▶ **Segmen Dokumen**
· · · ·

Obat golongan fitofarmaka penggunaannya terus didorong oleh Kementerian Kesehatan. Salah satunya dengan cara memasukkan obat-obatan herbal ke dalam e-katalog pengadaan barang dan jasa pemerintah.
Ketua Tim Kerja Seleksi Fitofarmaka Kemenkes, Ninik Haryati menuturkan pada UU Kesehatan pasal 1 dijelaskan bahwa sediaan farmasi adalah obat, bahan obat, obat bahan alam, dan bahan obat bahan alam.
"Artinya untuk obat bahan alam tidak hanya dari tumbuhan tapi bisa hewan dan jasad renik. Penggolongan obat bahan alam, salah satunya adalah fitofarmaka," jelas Ninik dalam keterangannya, Senin (9/10/2023).
Dalam e-katalog sektoral, Kemenkes sendiri sudah memfasilitasi melalui etalase fitofarmaka dan obat herbal terstandar. Satuan kerja pemerintah yang akan melakukan pengadaan, bisa langsung ke etalase tersebut.
Menurut data dari Kemenkes, belanja fitofarma dan obat herbal terstandar di tahun 2023 mencapai Rp 11,9 miliar yang berasal dari 103 rumah sakit (RS) pemerintah dan 118 dinas kesehatan.

· · · ·

▶ **Butir Tugas A**
Sebutkan semua jenis sediaan farmasi yang tercantum dalam UU Kesehatan pasal 1 menurut teks tentang fitofarmaka.
▶ **Butir Tugas B**
Salin secara persis bagian teks tentang fitofarmaka mulai dari "Ketua Tim Kerja" dan berakhir pada "118 dinas kesehatan.".
Baris-baris yang menyusul merupakan bahan terpisah dari teks tentang fitofarmaka.

· · · ·

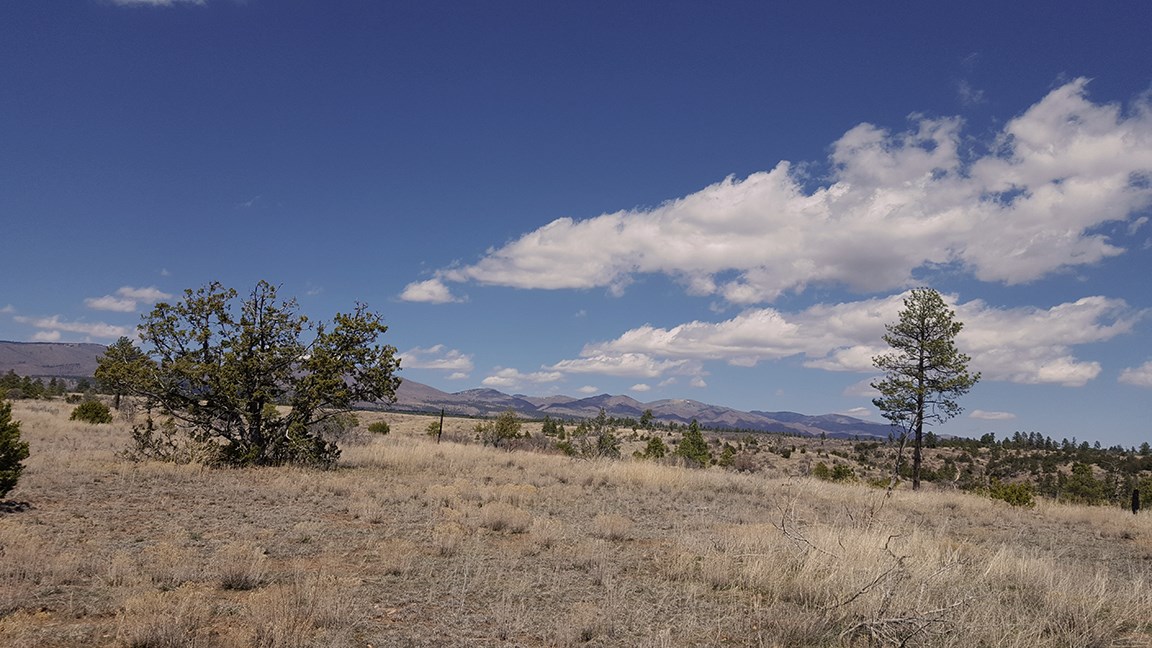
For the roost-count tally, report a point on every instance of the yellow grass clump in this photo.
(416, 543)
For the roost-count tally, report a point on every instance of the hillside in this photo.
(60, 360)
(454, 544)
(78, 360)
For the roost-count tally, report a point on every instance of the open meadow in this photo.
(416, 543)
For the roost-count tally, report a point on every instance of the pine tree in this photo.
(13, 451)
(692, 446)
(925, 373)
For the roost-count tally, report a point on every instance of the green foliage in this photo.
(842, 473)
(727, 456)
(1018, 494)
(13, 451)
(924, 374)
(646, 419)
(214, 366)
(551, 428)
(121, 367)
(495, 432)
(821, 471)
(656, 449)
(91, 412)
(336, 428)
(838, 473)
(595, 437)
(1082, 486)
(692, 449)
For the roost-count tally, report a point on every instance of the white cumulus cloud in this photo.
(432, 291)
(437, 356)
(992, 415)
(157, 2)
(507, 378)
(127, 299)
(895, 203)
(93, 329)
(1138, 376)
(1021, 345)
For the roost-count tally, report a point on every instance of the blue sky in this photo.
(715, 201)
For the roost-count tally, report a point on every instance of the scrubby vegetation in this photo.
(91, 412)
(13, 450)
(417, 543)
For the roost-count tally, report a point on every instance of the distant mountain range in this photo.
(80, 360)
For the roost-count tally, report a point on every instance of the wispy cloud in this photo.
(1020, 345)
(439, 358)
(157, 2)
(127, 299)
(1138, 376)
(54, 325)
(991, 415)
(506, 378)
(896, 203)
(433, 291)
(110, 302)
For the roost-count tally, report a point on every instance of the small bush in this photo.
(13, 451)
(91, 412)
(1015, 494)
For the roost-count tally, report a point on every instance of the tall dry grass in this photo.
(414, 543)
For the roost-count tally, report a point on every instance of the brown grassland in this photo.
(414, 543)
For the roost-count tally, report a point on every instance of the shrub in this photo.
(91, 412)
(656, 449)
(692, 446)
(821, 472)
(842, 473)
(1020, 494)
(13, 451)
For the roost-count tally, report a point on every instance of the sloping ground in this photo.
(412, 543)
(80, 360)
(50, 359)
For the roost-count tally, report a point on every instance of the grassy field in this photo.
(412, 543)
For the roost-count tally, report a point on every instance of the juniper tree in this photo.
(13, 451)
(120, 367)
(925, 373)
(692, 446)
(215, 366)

· · · ·

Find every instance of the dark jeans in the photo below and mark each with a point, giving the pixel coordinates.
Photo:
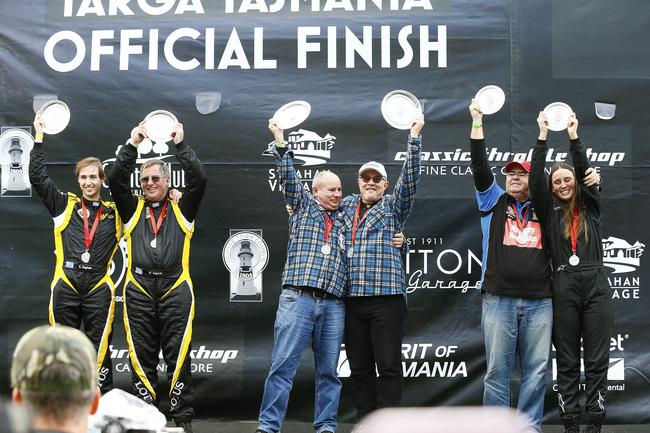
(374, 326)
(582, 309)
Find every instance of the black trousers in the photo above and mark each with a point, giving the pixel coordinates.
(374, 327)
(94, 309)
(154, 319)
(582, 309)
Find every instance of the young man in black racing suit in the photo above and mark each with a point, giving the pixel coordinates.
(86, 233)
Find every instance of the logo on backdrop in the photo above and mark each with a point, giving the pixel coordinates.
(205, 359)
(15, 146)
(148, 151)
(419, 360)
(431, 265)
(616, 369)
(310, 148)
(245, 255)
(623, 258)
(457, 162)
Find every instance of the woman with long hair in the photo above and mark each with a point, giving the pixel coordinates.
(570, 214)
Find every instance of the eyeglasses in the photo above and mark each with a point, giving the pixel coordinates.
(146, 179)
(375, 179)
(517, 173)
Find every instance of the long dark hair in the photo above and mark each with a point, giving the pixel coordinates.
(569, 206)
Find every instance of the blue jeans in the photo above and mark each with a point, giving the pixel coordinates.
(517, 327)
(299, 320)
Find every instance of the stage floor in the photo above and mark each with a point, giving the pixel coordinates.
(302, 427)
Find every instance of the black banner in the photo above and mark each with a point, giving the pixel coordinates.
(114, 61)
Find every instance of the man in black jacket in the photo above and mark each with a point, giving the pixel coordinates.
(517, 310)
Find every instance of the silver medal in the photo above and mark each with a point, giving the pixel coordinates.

· · · ·

▶ **Keluaran A**
obat, bahan obat, obat bahan alam, bahan obat bahan alam

▶ **Keluaran B**
Ketua Tim Kerja Seleksi Fitofarmaka Kemenkes, Ninik Haryati menuturkan pada UU Kesehatan pasal 1 dijelaskan bahwa sediaan farmasi adalah obat, bahan obat, obat bahan alam, dan bahan obat bahan alam.
"Artinya untuk obat bahan alam tidak hanya dari tumbuhan tapi bisa hewan dan jasad renik. Penggolongan obat bahan alam, salah satunya adalah fitofarmaka," jelas Ninik dalam keterangannya, Senin (9/10/2023).
Dalam e-katalog sektoral, Kemenkes sendiri sudah memfasilitasi melalui etalase fitofarmaka dan obat herbal terstandar. Satuan kerja pemerintah yang akan melakukan pengadaan, bisa langsung ke etalase tersebut.
Menurut data dari Kemenkes, belanja fitofarma dan obat herbal terstandar di tahun 2023 mencapai Rp 11,9 miliar yang berasal dari 103 rumah sakit (RS) pemerintah dan 118 dinas kesehatan.